The task:
Repeat each of the following lines word for word, and leave the pictures out of your answer.

Listed records:

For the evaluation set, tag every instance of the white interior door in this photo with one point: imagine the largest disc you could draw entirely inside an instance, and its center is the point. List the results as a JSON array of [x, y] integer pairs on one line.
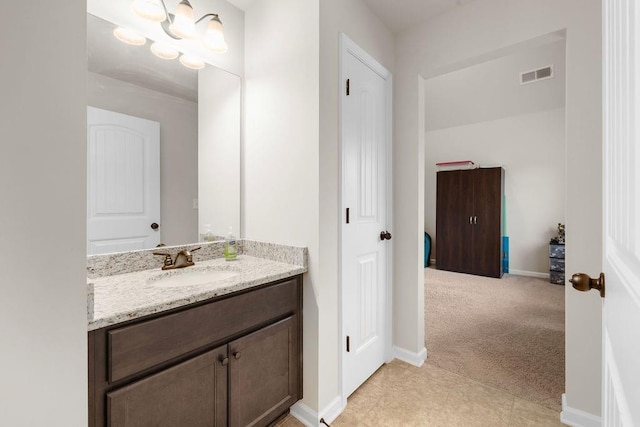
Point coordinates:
[[365, 125], [621, 310], [123, 182]]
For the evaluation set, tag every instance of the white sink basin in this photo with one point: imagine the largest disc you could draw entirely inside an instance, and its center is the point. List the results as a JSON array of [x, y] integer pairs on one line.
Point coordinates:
[[183, 278]]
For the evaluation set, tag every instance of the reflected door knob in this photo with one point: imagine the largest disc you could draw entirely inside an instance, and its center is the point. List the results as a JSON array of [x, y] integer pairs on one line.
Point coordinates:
[[582, 282]]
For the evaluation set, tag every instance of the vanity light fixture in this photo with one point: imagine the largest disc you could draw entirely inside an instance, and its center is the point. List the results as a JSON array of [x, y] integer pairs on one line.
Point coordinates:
[[182, 24]]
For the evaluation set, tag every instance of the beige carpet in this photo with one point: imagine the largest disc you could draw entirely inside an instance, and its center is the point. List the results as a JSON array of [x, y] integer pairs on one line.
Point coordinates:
[[507, 333]]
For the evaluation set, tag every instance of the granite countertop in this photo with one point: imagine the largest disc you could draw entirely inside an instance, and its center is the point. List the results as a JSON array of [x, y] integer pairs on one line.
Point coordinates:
[[128, 296]]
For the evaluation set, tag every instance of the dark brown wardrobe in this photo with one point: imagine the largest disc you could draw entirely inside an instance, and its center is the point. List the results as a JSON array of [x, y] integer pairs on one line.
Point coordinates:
[[469, 221]]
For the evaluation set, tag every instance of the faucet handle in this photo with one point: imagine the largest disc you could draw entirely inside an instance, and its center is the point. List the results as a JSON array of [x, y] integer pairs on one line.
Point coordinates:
[[168, 262], [187, 252]]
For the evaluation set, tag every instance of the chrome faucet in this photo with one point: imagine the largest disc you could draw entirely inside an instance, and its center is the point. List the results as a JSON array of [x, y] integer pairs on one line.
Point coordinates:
[[181, 260]]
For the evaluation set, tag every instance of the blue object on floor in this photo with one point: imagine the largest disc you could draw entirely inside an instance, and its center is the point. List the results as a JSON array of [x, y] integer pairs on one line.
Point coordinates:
[[427, 250], [505, 254]]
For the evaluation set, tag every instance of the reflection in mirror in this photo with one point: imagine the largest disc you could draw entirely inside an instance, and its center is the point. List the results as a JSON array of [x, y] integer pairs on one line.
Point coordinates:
[[195, 166]]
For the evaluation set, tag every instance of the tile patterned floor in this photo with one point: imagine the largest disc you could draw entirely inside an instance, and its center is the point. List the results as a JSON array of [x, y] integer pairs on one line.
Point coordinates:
[[399, 394]]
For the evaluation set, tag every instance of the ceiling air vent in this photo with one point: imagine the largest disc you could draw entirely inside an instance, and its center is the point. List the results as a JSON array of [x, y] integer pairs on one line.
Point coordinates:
[[536, 75]]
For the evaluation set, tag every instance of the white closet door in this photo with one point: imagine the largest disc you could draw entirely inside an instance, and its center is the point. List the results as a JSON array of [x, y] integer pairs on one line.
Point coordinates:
[[123, 182]]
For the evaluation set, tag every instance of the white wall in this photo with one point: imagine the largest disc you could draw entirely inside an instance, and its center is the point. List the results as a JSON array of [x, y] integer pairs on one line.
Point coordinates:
[[491, 90], [469, 32], [43, 295], [353, 18], [219, 111], [484, 114], [178, 120], [281, 149]]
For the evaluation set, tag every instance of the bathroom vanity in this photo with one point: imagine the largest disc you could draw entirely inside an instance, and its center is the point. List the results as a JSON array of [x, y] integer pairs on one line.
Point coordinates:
[[229, 354]]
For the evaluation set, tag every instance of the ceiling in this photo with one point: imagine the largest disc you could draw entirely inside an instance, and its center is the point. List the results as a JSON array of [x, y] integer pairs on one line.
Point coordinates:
[[397, 15], [136, 64]]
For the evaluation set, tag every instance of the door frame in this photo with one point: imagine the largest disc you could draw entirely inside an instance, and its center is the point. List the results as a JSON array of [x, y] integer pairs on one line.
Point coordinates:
[[349, 47]]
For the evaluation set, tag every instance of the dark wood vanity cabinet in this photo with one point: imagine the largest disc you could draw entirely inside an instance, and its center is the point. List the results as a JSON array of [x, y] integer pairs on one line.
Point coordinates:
[[232, 361]]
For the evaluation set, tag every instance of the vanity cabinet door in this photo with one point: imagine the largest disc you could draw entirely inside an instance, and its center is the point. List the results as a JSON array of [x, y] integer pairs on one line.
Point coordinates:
[[193, 393], [263, 374]]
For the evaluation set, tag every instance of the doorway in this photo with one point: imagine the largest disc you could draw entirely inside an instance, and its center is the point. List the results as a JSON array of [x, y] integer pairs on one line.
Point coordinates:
[[365, 211], [494, 114]]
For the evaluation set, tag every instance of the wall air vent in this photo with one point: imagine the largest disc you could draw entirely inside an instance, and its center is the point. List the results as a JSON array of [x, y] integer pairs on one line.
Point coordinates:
[[536, 75]]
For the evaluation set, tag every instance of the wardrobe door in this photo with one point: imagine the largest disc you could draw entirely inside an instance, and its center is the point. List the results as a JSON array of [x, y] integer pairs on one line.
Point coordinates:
[[454, 207], [487, 222]]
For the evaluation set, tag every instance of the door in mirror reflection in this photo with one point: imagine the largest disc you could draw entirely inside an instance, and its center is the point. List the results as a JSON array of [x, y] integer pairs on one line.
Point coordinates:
[[123, 182]]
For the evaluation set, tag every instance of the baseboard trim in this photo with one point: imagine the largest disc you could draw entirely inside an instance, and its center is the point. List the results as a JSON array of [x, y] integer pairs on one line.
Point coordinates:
[[304, 414], [332, 410], [415, 359], [529, 273], [311, 418], [577, 418]]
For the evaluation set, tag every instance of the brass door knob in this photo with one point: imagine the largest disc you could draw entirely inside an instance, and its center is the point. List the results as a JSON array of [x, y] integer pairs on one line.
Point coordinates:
[[385, 235], [582, 282]]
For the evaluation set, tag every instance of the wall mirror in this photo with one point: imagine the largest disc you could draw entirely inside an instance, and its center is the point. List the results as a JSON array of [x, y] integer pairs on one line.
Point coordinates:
[[163, 160]]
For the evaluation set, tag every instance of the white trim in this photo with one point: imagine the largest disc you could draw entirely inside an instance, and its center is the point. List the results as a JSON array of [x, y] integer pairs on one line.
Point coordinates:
[[528, 273], [304, 414], [415, 359], [310, 418], [332, 410], [348, 46], [576, 417]]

Final result:
For the evaluation set, tag every instance of the white interior door in this photo with one point: imagine the largest disc you could draw entirely inside an instance, and its center is the point. List the results as a JSON array of [x, y] integer pairs on one line.
Point coordinates:
[[365, 125], [621, 310], [123, 182]]
For the evaluation set, tag every instance of the white sink basin in this photo with one point: imagine the largest disc you could draw entirely inside an instance, and its center is the point. List the results as a JSON array of [x, y] integer pairs on one line.
Point coordinates:
[[183, 278]]
For the evaluation set, tag every instance of the reflected door knob in this photo with one point: imagine the largest disc you could draw entirely inside an instance, and its center is the point. List the results as a JSON array of [x, y] integer pairs on one line.
Point coordinates:
[[582, 282]]
For the evaluation set, tag every instance of the vanity light fixture in this photo with one point: imagine the largest disc you could draw entirely inside an instance, and its center is the point. List the results as a JSON array of [x, y] integer pairs on one line.
Point coordinates:
[[182, 24]]
For the evaluation set, tag every instance of the beige carpet in this photo with one point: imagine the largest disc you could draw entirely inside an instance, and its center is the point. List the results as a JSON array of [x, y] integer pairs on one line.
Point coordinates:
[[507, 333]]
For the evaluation set, tag every instance of the granite countertop in this photo with one point: imagine the largest disc you could draw entirely inside an instance, and its center is the point. List the results as a JSON array of [x, y] integer pairs on one line.
Point coordinates:
[[128, 296]]
For the evaluation set, tag every instance of the dark brown wardrobe in this photo with one point: imagine the largest disc you could draw entirely inside an instance, and its center is the point. List the results as a JSON array of [x, y] integer pairs on one line.
Point coordinates:
[[469, 221]]
For the evaluation set, tag every instance of the faucet handle in this photo with one point: imagine the largest disc you could draw entirely inside an instance, and its center is the point. List the results as a JSON array of [x, y] integer pairs on one line.
Point coordinates:
[[168, 262], [187, 252]]
For the evaluation set, tag every instance of the chrome faucet in this photo with one point: imagine the largest disc you could draw entirely inside an instance, and its center is the point. List the results as a JSON array of [x, y] integer pairs on one line.
Point coordinates:
[[181, 260]]
For the evaluation set, tag every instance of the blue object on floor in this photo with one point: imagine the largest disc you could draw entirely inside an instance, and its center is the point. List the results as a JSON array of [x, y] integer pairs on one line.
Point coordinates:
[[427, 250], [505, 254]]
For the evaluation set, tag every instance of the reflection in mirror in this photo with one point: imagine the largest disc you could draw entirely inside an instance, and its center is the point. List the results as a JSON array of [x, y] integer pairs on one line.
Point coordinates:
[[195, 166]]
For the evaluation set, tag every instance of the tile patterned floor in this photo with one point: imagine the largest disc you could draw entirely inside an instance, and its center is the point. List the results as a JSON array of [x, y] integer pairs on one line.
Point coordinates:
[[399, 394]]
For the evaluation set, tag every instance of the ceiling air vent in this photo with one point: imagine the largest disc you could draw entirely inside an instance, and its center is the point. List the results as a JSON array of [x, y] integer pairs on one line.
Point coordinates:
[[536, 75]]
For the evaluation set, tag every instance of the white closet door in this photo with one point: imagine the largest disc you could draw entirely inside an instance, and its center is the point. List the results as a JSON array of [x, y] integer pairs on one line.
Point coordinates:
[[123, 182]]
For the evaluation set, tag every instance of the white wall in this photo with one point: imagine the largest disc you could draw entirely inside an instance, and its center is the point. List the results as a JSON array of [x, y] integer pairs on one line.
Point coordinates:
[[491, 90], [469, 32], [43, 295], [353, 18], [219, 111], [484, 114], [178, 120], [281, 149]]
For the evaluation set, tag every instance of the bathroom vanity in this photo with one point: imagine the largest disc you could draw entirely inside an instance, and its center is the point. List the results as a JSON array of [x, y] integer pairs on one line.
Point coordinates:
[[229, 354]]
For the evaluation set, tag every instance of the ceiling in this photo with one point: imagine the largest disc you could draw entirely inside an instance, and its center is the point. List the results as a JSON array of [x, y] integer pairs on one line.
Point coordinates:
[[397, 15], [136, 64]]
For the evaluation set, tag every instance of the door frame in this photo with one point: imagine the largest disc you could draw entirely inside an instance, and its center is the point. List the results as a JSON array of [x, y] integer pairs on one line.
Point coordinates:
[[349, 47]]
For the evaluation set, tag every instance of the dark wood vanity cabinet in this photo with one point: imagine the largest disc you could draw entirely inside an instance, and its center is the point. List the results as a JSON array of [x, y] integer pairs on one line.
Point coordinates:
[[232, 361]]
For the evaluation set, tag every instance of the vanity cabinet door in this photo with one point: imagine the largest disc you could draw entirely inside an instance, and its center is the point. List the results as a JSON array of [x, y] integer pairs on one line.
Point coordinates:
[[193, 393], [263, 374]]
For the evaluation set, tag every instance of the doorway in this photo with one point: imagine the largest disc you could draw entirely inside an instance, and its center is the point. List the results as a JSON array of [x, y] integer pairs on one line.
Point coordinates:
[[365, 211], [494, 114]]
For the evaluation set, tag every instance of the wall air vent in this photo with one point: imagine the largest disc you could draw entirely inside an instance, and its center is the point. List the results as a JSON array of [x, y] integer pairs on one line.
Point coordinates:
[[536, 75]]
For the evaluation set, tag every instance of the wardrobe door in this photo with one point: imagine the largest disc you could draw entirely inside an instance, and its center is the point. List the results as a JSON array of [x, y] integer pairs on one line.
Point coordinates:
[[454, 207], [487, 222]]
For the evaluation set, tag every instance of the door in mirror reflection in this photo with one point: imagine the largest disc you could draw entirely inside an instance, and its center is the point. List the results as a JSON array of [x, y] integer pairs on one line.
Point coordinates:
[[123, 182]]
For the evaluation set, tag every instance of the baseboard trim in this photo with one point: imagine the largest disc you could draw entirely inside an instance, and its center is the point. List the results as a JSON array of [x, y] integer pairs on one line.
Point coordinates:
[[304, 414], [332, 410], [415, 359], [529, 273], [311, 418], [577, 418]]
For the evaluation set, tag every instance of the brass door knob in this photo with one point: imagine the largest disc you could draw entirely inside an instance, and its center is the point. List the results as a JSON array of [x, y] integer pairs on one line.
Point coordinates:
[[385, 235], [582, 282]]
For the evaluation set, tag every instance of the wall mirror in this photo with one point: imagine the largest disc you could draw entirely inside an instance, and its center is the point. List the results as a JSON array of [x, y] integer pairs on one line.
Point coordinates:
[[163, 160]]
For the evaluation set, tag every instance of the white trim in this photo with one point: imagine the largest disc you could draw entirely inside an instance, and its center is the point. List the results as a JSON array of [x, y] integer pairs on one line.
Point coordinates:
[[528, 273], [304, 414], [415, 359], [310, 418], [332, 410], [348, 46], [576, 417]]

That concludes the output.